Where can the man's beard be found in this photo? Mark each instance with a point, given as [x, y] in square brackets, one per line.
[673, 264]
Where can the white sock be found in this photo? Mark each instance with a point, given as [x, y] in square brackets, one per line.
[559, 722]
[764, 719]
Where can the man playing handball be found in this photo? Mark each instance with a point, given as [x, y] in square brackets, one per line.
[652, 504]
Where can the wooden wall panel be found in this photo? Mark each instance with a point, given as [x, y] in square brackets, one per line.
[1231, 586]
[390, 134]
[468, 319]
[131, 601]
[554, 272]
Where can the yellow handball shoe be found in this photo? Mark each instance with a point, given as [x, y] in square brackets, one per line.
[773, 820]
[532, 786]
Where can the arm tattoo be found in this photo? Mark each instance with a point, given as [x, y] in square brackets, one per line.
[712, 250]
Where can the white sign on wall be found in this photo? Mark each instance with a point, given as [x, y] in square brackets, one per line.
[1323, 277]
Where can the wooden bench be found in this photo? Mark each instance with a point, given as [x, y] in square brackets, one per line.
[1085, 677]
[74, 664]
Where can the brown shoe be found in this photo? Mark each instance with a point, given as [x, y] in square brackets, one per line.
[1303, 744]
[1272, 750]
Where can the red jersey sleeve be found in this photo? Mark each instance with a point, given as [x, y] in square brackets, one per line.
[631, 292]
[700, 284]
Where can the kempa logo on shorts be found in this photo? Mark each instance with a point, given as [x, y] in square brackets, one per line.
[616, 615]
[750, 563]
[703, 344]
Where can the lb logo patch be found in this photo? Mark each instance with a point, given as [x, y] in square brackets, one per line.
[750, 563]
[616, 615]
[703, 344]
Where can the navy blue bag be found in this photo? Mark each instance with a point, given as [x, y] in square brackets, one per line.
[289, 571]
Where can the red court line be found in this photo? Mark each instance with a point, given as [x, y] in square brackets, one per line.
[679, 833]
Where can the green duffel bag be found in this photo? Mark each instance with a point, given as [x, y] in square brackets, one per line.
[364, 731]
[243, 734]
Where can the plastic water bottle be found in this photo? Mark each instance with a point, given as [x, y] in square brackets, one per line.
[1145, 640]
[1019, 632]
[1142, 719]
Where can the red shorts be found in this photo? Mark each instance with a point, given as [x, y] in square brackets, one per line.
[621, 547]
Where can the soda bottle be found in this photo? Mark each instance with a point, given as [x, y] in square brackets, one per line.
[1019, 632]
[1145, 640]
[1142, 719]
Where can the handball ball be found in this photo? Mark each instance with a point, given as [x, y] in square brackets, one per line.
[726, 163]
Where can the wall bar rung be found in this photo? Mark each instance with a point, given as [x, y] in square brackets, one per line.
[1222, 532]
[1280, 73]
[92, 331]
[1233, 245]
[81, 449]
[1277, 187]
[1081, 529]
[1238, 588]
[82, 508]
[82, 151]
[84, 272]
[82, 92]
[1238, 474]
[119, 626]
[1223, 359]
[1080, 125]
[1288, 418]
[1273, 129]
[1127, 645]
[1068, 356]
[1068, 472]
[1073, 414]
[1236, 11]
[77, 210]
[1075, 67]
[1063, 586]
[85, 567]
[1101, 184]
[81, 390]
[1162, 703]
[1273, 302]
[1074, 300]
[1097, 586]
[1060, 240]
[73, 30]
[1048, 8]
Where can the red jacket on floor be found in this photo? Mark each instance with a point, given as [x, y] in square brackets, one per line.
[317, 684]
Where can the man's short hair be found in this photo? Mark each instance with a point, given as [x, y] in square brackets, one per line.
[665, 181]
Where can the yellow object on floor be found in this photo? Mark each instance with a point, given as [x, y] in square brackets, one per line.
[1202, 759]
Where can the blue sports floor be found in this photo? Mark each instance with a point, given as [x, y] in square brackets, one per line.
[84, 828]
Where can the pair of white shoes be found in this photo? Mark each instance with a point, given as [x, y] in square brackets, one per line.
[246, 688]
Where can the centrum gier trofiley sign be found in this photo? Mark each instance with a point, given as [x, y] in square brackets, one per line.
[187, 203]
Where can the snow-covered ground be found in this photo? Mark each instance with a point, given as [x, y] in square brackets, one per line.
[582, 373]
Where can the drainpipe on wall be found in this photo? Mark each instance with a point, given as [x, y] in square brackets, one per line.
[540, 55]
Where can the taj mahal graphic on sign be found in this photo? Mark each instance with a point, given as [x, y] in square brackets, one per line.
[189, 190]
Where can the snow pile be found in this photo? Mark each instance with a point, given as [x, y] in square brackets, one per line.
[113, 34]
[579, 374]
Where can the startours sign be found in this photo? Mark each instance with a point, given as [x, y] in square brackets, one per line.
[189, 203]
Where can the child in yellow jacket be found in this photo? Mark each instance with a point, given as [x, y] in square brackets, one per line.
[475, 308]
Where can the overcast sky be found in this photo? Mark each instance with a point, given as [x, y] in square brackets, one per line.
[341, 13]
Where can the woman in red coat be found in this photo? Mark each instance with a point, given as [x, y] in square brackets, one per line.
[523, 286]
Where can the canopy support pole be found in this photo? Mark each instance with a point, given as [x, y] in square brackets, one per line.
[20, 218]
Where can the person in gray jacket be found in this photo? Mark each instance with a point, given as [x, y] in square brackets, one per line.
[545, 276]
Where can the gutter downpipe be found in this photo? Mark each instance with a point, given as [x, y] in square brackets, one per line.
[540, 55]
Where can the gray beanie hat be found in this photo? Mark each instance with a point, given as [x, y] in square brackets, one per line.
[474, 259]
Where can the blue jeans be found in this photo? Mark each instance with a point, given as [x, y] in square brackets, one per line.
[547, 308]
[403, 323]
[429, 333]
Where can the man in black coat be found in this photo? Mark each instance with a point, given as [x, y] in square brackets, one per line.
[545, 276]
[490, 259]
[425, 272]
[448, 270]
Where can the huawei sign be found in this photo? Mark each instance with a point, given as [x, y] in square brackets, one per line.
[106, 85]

━━━━━━━━━━━━━━━━━━━━

All of the data above should be duplicated exactly.

-- Result below --
Where can the man's beard be found in this photo? Mark each instance with a point, given as [x, y] in square brackets, one per line.
[673, 264]
Where can the white sock be found in this photo? Mark each instance with a point, given as [x, y] in square brackets, one per line.
[559, 722]
[764, 719]
Where can the man playing handball be found in this photo? Mark each instance with a point, given as [x, y] in square brackets, one per line.
[652, 504]
Where can the wooden wall panel be found in this photo? Mark each instance with a point, given as [x, y] in square brackets, one per line.
[1231, 586]
[390, 134]
[468, 319]
[131, 601]
[554, 272]
Where can the yellow handball shoe be found in this photo? Mark each instance with a point, given as [x, y] in square brackets, one per line.
[773, 820]
[532, 786]
Where can the arm tattoo be found in this photo? Mark each instance with a point, given as [x, y] in square brackets, one per line.
[712, 250]
Where can the white sign on wall be found in this photo? Mark each instance with a point, given as [x, y] in square brackets, one per line.
[1323, 277]
Where can the wooden bench be found in this photo? Mark each instance with a point, given as [x, y] in square brackets, one per line.
[1085, 677]
[74, 664]
Where can the brown shoe be found in this photo? Mark each instance with a point, given as [x, y] in square brackets, one per line.
[1303, 744]
[1272, 750]
Where can the red jersey sleeve be found in this photo? Mark each instance with a point, given as [x, y] in square brackets, one per line.
[631, 292]
[700, 284]
Where can the kempa logo on shorts be found in this photo? Mark each instance with a point, given as [x, y] in square brackets, one per line.
[616, 615]
[750, 563]
[703, 344]
Where can the lb logo patch be found in this photo? Mark each instance with a point, given as [x, y] in square brackets, one per line.
[750, 563]
[616, 615]
[703, 344]
Where can the navy blue bag be found in this photo? Mark each instance with a point, given as [x, y] in square brackets, one per line.
[289, 571]
Where can the red court line be found in this photo? Mark each instance with a point, given as [x, y] in square brackets, one per line.
[679, 833]
Where can the green duffel bag be found in this photo? Mark each instance with a point, given as [x, y] in square brackets, one per line.
[364, 731]
[243, 734]
Where can the plastic water bottle be found in this photo? Mark each instance with a point, given as [x, y] in square brackets, one per line.
[1145, 640]
[1019, 632]
[1142, 719]
Where can the red shorts be found in this photo? Mark each instance with a point, given as [x, y] in square brackets, one per line.
[621, 547]
Where can the soda bottle be found in this photo? Mark each instance with a point, given as [x, y] in square brackets, one per line.
[1019, 632]
[1145, 640]
[1142, 719]
Where can the handball ball be found in this photo? Mark each instance with a point, given as [x, y] in square brackets, one per line.
[726, 163]
Where can the wall bar rung be found in this photo? Mark each instance with a point, given as [x, y] in square brackets, one per line.
[1222, 532]
[1280, 73]
[92, 331]
[1233, 245]
[81, 449]
[1277, 187]
[1081, 529]
[1238, 588]
[82, 508]
[82, 151]
[84, 272]
[82, 92]
[1238, 474]
[119, 626]
[1223, 359]
[1080, 125]
[1288, 418]
[1273, 129]
[1127, 645]
[1068, 356]
[1068, 472]
[1073, 414]
[1236, 11]
[77, 210]
[1075, 67]
[1063, 586]
[85, 567]
[1101, 184]
[81, 390]
[1162, 703]
[1273, 302]
[1074, 300]
[1097, 586]
[1060, 240]
[73, 30]
[1048, 8]
Where can the red jacket on floor be found in this photo? Mark each instance with a point, given as [x, y] in square brackets, one per line.
[317, 684]
Where can the man's short hair be found in this photo? Mark each instance with a point, given as [x, y] in square brackets, one per line.
[665, 181]
Where can the yellow object on floor be found in this photo? Mark each instance with a point, given as [x, y] in square brackets, one per line.
[1202, 759]
Where can the blue sports floor be found in this photo? Mark each instance with a point, given as [x, y] in square brackets, one per line.
[84, 828]
Where can the pair of white shoes be found in this photo? Mark each instance with a point, given as [x, y] in square brackets, one per line.
[246, 688]
Where can the centrum gier trofiley sign be found in this photo? Mark each instance with a point, given as [x, y] in square brackets, one per line.
[187, 203]
Where can the snow-covered ground be found in this photo? Mark each instance with a point, given as [x, y] in square brackets, one per line.
[582, 373]
Where can the drainpipe on wall be found in this photo? Mark each instance with a point, given as [x, y] in square brackets, one per line.
[540, 55]
Where can the taj mahal graphic on sign be found in this photo? Mark each instance with a point, given as [x, y] in square brackets, one per line.
[189, 190]
Where can the snow pile be found in this photo? Mark each instance with a point, given as [x, y] in square brackets, one per line.
[113, 34]
[579, 374]
Where can the startours sign be found in this photo? Mark each instance with a point, given as [x, y] in square brackets, one per line.
[189, 203]
Where can the child in yellow jacket be found in this photo? Mark each instance with a point, given as [x, y] in square brackets, one per line.
[475, 308]
Where can the overcast sky be found in this photo? Mark each instance with a point, given as [x, y] in square brackets, one per line.
[341, 13]
Where can the woman in red coat be found in this photo? Mark each instance with a point, given as [x, y] in square brackets, one per line.
[523, 286]
Where can the canopy support pole be found in this photo? Mark each instance with a point, given as [x, y] in square brackets, one per line.
[20, 218]
Where can the person in gray jacket be found in this photo? Mark each instance with a point, given as [x, y] in square brackets, one per line.
[545, 276]
Where can the gutter downpipe be found in this photo? Mark each instance with a point, given as [x, y] in square brackets, one per line.
[540, 55]
Where can the gray beanie hat be found in this photo? Mark each instance with a point, given as [x, y] in square brackets, one per line.
[474, 259]
Where can the blue jeans be found in this photo? Mark each instance with a point, given as [x, y] in square brackets, one per line.
[547, 308]
[403, 323]
[429, 333]
Where can the man in black coat be found in this photo? Mark each instance with a point, given as [x, y] in square brackets, one per line.
[545, 276]
[490, 259]
[425, 272]
[448, 270]
Where can the huawei sign be found in this photo? Mark each instance with a point, given as [x, y] in square brackets, one per line.
[106, 85]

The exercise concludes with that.